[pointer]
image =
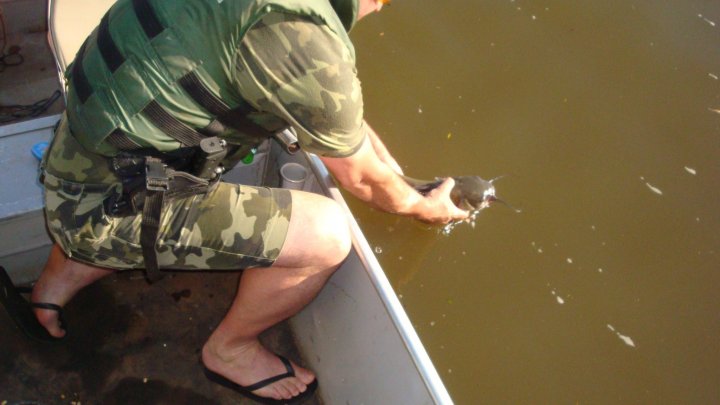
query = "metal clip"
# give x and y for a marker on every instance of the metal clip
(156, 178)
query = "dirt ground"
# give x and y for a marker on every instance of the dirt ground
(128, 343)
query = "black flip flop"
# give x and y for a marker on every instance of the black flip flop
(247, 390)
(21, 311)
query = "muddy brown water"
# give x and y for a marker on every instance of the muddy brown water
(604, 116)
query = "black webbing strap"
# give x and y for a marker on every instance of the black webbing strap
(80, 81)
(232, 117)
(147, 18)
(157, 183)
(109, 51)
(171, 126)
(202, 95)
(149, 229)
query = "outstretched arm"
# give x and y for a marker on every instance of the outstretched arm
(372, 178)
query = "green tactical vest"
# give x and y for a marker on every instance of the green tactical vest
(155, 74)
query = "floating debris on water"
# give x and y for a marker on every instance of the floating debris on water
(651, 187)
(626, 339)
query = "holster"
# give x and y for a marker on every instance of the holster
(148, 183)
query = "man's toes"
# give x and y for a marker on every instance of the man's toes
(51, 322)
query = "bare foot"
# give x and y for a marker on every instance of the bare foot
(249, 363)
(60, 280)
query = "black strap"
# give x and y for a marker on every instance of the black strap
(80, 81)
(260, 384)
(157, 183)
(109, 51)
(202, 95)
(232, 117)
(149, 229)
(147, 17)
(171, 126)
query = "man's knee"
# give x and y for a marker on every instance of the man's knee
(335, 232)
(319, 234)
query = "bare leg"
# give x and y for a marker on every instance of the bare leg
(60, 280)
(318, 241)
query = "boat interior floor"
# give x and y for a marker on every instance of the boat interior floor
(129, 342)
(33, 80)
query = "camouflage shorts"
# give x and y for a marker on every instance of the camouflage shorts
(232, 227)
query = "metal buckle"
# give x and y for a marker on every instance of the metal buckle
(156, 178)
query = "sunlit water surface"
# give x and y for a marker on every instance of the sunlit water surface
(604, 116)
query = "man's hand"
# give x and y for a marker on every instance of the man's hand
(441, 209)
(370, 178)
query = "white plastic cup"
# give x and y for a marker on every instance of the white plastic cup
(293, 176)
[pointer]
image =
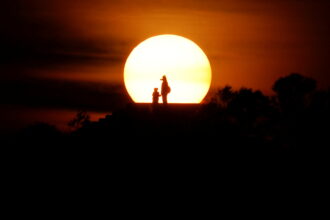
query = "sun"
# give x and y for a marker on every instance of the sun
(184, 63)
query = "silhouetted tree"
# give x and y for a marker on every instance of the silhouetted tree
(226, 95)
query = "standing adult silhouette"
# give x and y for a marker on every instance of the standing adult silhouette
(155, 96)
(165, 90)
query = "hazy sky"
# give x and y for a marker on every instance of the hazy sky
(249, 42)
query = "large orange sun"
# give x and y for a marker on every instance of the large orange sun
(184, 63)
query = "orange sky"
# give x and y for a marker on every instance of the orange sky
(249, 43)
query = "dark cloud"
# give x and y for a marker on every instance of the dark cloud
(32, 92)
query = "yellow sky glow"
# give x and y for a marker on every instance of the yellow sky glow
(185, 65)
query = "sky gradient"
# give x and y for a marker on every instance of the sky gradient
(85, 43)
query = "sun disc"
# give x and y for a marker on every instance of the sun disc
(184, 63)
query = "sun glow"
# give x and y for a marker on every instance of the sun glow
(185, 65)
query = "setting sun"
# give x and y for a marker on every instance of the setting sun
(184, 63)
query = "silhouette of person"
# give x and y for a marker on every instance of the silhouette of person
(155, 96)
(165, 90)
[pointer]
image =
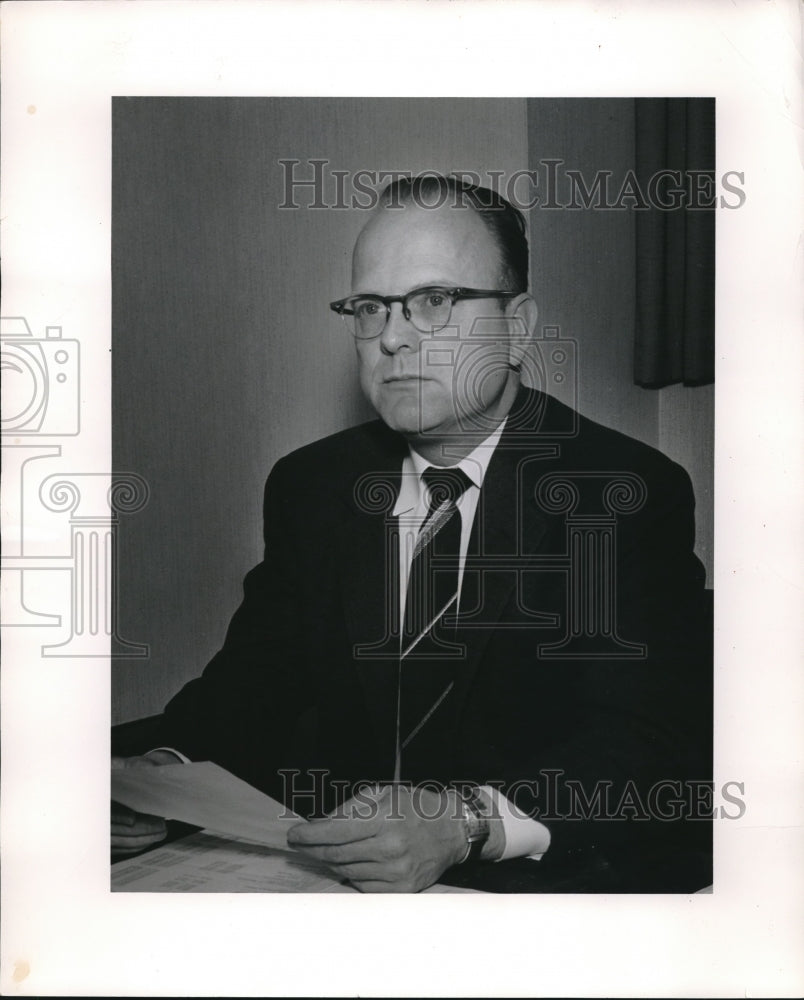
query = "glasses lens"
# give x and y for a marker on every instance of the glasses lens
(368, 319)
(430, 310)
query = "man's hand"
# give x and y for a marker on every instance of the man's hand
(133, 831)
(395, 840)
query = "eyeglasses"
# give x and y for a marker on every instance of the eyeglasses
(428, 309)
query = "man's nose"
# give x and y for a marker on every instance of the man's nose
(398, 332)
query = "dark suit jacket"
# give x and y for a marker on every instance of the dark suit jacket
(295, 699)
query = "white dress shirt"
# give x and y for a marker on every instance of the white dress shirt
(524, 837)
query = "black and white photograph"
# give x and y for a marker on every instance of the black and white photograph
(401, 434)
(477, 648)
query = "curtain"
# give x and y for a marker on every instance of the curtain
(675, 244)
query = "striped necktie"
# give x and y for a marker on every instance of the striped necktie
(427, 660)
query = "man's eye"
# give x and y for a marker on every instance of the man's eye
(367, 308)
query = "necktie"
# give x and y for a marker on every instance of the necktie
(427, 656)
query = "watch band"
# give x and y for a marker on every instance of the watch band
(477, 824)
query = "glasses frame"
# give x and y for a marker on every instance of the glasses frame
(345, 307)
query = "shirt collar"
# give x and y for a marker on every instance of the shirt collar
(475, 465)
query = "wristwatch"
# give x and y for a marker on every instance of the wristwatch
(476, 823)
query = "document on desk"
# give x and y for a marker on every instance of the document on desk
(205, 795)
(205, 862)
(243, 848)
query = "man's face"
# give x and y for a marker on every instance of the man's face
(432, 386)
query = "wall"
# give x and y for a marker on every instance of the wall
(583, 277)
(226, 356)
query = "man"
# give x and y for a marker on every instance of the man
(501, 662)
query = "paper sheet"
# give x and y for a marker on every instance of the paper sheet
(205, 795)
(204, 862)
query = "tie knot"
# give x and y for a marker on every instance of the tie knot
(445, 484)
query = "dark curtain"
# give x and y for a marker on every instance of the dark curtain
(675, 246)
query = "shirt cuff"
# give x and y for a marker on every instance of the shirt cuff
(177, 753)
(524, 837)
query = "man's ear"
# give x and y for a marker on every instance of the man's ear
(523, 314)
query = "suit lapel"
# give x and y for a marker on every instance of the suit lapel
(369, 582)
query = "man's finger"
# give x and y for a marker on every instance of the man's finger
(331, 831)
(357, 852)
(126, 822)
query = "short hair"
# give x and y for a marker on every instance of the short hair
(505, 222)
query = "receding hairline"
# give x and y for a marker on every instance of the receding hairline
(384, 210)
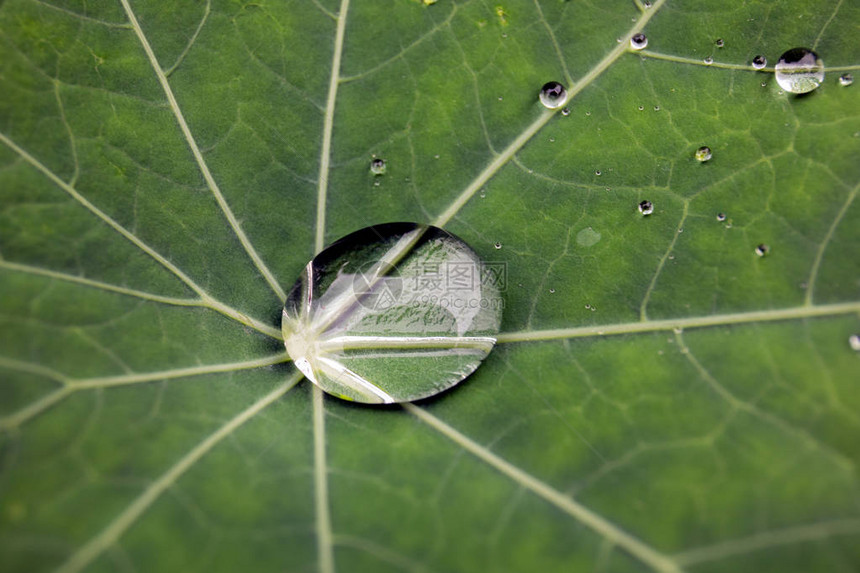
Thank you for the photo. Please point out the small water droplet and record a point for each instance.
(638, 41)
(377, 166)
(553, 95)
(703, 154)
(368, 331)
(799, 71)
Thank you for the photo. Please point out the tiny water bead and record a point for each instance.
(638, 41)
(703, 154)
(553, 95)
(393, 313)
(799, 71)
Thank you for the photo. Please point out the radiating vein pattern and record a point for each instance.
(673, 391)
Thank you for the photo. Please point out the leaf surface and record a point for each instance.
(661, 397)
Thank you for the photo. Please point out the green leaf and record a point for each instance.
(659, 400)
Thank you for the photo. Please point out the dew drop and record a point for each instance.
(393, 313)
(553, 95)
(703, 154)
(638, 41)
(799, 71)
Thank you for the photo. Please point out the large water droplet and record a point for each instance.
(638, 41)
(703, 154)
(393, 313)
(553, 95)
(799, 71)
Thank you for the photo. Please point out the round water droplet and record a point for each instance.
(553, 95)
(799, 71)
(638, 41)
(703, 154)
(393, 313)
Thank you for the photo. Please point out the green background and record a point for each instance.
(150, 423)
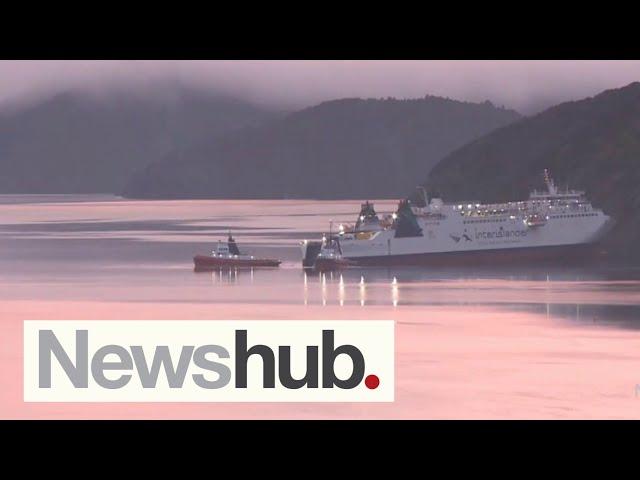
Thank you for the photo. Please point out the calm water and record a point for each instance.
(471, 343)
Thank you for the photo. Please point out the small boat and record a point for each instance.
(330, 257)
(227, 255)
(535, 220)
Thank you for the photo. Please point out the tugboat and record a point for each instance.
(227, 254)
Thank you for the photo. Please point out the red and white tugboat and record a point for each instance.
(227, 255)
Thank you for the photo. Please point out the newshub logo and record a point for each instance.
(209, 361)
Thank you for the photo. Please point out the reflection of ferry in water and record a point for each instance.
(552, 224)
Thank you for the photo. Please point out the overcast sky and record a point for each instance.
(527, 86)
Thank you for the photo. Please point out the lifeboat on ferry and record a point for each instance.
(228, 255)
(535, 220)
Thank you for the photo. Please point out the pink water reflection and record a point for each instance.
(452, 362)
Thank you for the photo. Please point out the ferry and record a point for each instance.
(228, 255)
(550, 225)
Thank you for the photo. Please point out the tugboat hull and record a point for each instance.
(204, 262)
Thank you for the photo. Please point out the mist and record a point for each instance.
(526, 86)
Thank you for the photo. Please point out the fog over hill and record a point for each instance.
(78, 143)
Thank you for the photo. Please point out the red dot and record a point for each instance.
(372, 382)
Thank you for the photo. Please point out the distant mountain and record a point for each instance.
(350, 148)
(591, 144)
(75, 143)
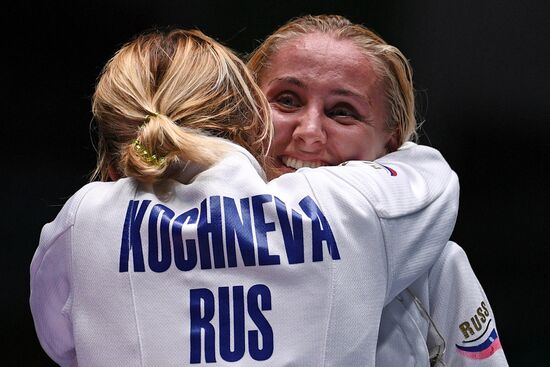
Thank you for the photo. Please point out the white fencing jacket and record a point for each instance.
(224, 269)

### [TASK ITEM]
Only this range is to be output: the line that contains "Thank you for the photo. Please point out the white" through the last line of the records above, both inclusive.

### [RESULT FOR THIS TASK]
Thank you for the photo. Please point out the white fencing jacket and record a point for each instance.
(224, 269)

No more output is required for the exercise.